THE EXERCISE:
Go through the records underneath and write each one out again exactly.

WORKING DATA:
■ ■ ■ ■ ■

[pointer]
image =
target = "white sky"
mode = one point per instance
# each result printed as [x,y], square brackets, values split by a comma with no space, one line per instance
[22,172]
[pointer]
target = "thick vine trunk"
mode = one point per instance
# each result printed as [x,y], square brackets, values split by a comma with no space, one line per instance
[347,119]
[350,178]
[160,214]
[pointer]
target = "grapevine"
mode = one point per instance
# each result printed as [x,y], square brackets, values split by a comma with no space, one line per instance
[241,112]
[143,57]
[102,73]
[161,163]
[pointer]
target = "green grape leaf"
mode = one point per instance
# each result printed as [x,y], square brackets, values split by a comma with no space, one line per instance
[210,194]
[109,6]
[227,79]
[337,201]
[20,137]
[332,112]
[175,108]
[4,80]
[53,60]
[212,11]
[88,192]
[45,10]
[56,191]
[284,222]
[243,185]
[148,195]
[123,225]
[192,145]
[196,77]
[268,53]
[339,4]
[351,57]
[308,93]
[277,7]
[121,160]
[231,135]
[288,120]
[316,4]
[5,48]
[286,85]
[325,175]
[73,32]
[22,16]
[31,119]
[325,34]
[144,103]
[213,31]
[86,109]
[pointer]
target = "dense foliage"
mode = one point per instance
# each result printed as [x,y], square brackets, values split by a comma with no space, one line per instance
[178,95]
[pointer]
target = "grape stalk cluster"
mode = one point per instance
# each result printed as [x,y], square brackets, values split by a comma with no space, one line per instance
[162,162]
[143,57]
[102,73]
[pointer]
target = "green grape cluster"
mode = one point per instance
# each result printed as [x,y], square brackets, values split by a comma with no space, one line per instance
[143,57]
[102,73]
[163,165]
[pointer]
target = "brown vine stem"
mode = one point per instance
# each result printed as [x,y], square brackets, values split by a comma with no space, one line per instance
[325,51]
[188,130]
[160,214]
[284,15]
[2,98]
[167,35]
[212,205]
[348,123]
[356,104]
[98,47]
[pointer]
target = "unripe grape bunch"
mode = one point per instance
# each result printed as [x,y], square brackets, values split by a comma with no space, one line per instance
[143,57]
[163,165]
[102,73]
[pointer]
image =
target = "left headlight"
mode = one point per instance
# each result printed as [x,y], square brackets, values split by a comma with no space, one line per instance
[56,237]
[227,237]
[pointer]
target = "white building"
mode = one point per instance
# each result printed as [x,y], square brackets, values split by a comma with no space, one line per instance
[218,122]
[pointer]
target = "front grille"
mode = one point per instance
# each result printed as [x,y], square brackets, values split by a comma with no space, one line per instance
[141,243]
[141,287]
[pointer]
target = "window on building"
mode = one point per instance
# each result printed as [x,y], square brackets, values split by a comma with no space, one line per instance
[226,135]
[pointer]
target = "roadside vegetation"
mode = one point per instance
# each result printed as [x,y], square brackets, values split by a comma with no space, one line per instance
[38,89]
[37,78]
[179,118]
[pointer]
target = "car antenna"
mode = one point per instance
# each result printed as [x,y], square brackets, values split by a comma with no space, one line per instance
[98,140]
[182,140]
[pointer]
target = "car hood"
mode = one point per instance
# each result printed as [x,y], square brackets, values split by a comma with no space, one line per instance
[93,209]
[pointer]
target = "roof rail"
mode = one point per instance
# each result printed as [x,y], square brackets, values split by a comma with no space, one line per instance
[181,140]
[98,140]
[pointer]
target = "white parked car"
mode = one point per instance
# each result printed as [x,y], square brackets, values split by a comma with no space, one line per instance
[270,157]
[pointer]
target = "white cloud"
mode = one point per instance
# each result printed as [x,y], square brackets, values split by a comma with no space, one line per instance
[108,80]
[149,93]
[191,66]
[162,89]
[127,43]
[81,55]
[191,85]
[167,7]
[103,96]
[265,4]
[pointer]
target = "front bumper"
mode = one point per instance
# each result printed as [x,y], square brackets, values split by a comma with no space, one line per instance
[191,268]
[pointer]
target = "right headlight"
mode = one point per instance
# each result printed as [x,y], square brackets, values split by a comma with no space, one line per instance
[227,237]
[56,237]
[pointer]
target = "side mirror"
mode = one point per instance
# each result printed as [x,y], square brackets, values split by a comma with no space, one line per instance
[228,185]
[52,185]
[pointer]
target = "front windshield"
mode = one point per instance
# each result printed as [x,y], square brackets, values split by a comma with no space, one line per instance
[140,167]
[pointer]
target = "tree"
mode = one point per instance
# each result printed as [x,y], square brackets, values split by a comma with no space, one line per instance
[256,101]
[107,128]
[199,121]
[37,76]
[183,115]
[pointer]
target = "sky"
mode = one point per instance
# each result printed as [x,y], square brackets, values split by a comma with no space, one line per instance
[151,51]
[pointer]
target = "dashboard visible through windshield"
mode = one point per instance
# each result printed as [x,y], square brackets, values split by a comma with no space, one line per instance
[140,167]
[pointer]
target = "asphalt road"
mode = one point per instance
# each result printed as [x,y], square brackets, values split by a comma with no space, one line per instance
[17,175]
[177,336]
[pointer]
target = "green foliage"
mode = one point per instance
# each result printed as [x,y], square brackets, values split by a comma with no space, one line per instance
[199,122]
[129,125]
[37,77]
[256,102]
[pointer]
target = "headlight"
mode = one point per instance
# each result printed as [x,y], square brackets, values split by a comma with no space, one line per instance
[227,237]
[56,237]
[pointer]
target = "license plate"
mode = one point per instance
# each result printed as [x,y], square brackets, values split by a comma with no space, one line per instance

■ ■ ■ ■ ■

PROBLEM SOLUTION:
[pointer]
image =
target = "white sky"
mode = one point per instance
# each result printed as [x,y], square brackets, values split by a comma with no space, one line per instance
[22,172]
[pointer]
target = "thick vine trunk"
mode = one point per instance
# each result printed as [x,y], square brackets, values split by a comma with no space, one line per instance
[347,119]
[350,178]
[160,214]
[pointer]
target = "grapevine"
mode = one point per instance
# each result printed as [x,y], square brackets, values split by a comma with no space, one line per instance
[241,112]
[143,57]
[102,73]
[161,163]
[pointer]
target = "green grape leaf"
mode = one point per instance
# each result printed as [x,y], square brackets, values split by a comma with no space, one line per instance
[210,194]
[109,6]
[227,79]
[337,201]
[20,137]
[332,112]
[175,108]
[4,80]
[53,60]
[212,11]
[88,192]
[45,10]
[56,191]
[284,222]
[243,185]
[148,195]
[123,225]
[192,145]
[196,77]
[268,53]
[339,4]
[351,57]
[308,93]
[277,7]
[121,160]
[231,135]
[288,120]
[316,4]
[5,48]
[286,85]
[325,175]
[73,32]
[22,16]
[31,119]
[325,34]
[144,103]
[213,31]
[86,109]
[pointer]
target = "dense foliage"
mode = one point per instance
# each result printed as [x,y], square brackets, values split by a comma with no space, one line per instance
[178,95]
[pointer]
target = "grape stalk cluster"
mode = one point per instance
# each result printed as [x,y], square brackets, values split by a comma with no space, one line per instance
[162,162]
[143,57]
[102,73]
[pointer]
target = "green grape cluster"
mode = one point per instance
# each result printed as [x,y], square brackets, values split by a comma with no space, one line per instance
[143,57]
[102,73]
[163,165]
[pointer]
target = "brown vine stem"
mode = one point per instance
# each result printed as [x,y], square brackets, values split by a comma with no space, one line per instance
[325,51]
[188,130]
[160,214]
[284,15]
[2,98]
[167,35]
[212,205]
[348,123]
[356,104]
[98,47]
[pointer]
target = "unripe grape bunch"
mode = one point per instance
# each result printed as [x,y], square brackets, values split by a comma with no space, one line per instance
[143,57]
[163,165]
[102,73]
[pointer]
image =
target = "left headlight"
mode = one point per instance
# each result printed as [x,y], square brackets, values split by a comma with no space, one line per instance
[56,237]
[227,237]
[pointer]
target = "white building"
mode = one point per instance
# each result printed as [x,y], square brackets, values split by a comma with no space, one line per instance
[218,122]
[pointer]
target = "front grille"
mode = one point per instance
# each result printed as [x,y], square brackets, values split by a comma with no space, one line per instance
[141,243]
[141,287]
[pointer]
target = "window on building"
mode = one point per instance
# each result printed as [x,y], square brackets, values split by a comma with no space, one line per instance
[226,135]
[pointer]
target = "roadside vegetation"
mode = one point per instance
# each result printed as [x,y], square brackets, values split by a comma with no space, one line per instance
[38,89]
[37,78]
[179,118]
[pointer]
target = "car antenna"
mode = one point per instance
# each result printed as [x,y], square brackets, values split by a comma with no space, one line per instance
[98,140]
[182,140]
[pointer]
target = "car hood"
mode = one point per instance
# each result printed as [x,y], square brackets, values split by a comma with no space, one line per instance
[93,209]
[pointer]
target = "roof rail"
mode = one point per instance
# each result printed as [x,y], square brackets, values split by a comma with no space, one line per instance
[181,140]
[98,140]
[pointer]
target = "white parked car"
mode = one point per instance
# each result printed as [x,y], square brackets, values split by a comma with no space, one line per instance
[270,157]
[pointer]
target = "white cloud"
mode = one point per instance
# each result printed as [x,y], square brackets, values split by a comma with no space, one line per instance
[108,80]
[149,93]
[191,66]
[162,89]
[127,43]
[81,55]
[191,85]
[167,7]
[103,96]
[265,4]
[pointer]
target = "front bumper"
mode = one point per instance
# each result printed as [x,y], square brackets, values split by a comma with no space, one line per instance
[191,268]
[pointer]
target = "right headlight"
mode = one point per instance
# each result printed as [x,y], square brackets, values split by a comma with no space, one line per instance
[227,237]
[56,237]
[pointer]
target = "side mirror"
mode = one point per instance
# each result printed as [x,y], square brackets, values split by a comma with no space, one line per instance
[228,185]
[52,185]
[pointer]
target = "front windshield"
mode = one point per instance
# each result printed as [x,y], square brackets, values split by a comma with no space, one line per instance
[140,167]
[pointer]
target = "tree"
mode = one point per instance
# each result printed as [x,y], square brackets, values split by a comma with no space, one line per instance
[256,101]
[107,128]
[199,121]
[37,76]
[183,115]
[pointer]
target = "sky"
mode = one point per instance
# each result printed as [x,y], square brackets, values split by a comma with no space, one line per instance
[151,51]
[pointer]
target = "dashboard visible through windshield"
mode = one point per instance
# each result printed as [x,y], square brackets, values split by a comma with no space, one line per instance
[140,167]
[pointer]
target = "asphalt road"
mode = one point per instance
# each result printed as [x,y], square brackets, values split by a comma with no space, one line per instance
[17,175]
[177,336]
[pointer]
target = "green foliage"
mode = one point per instance
# each result printed as [x,y], square brackets, values split by a comma with no space, one line per instance
[199,122]
[129,125]
[37,77]
[256,102]
[pointer]
target = "headlight"
mode = one point per instance
# each result printed as [x,y], square brackets, values split by a comma with no space, one line per instance
[227,237]
[56,237]
[pointer]
target = "license plate"
mode = one point per instance
# each result printed as [x,y], square brackets, values split by a comma with no space, one line per instance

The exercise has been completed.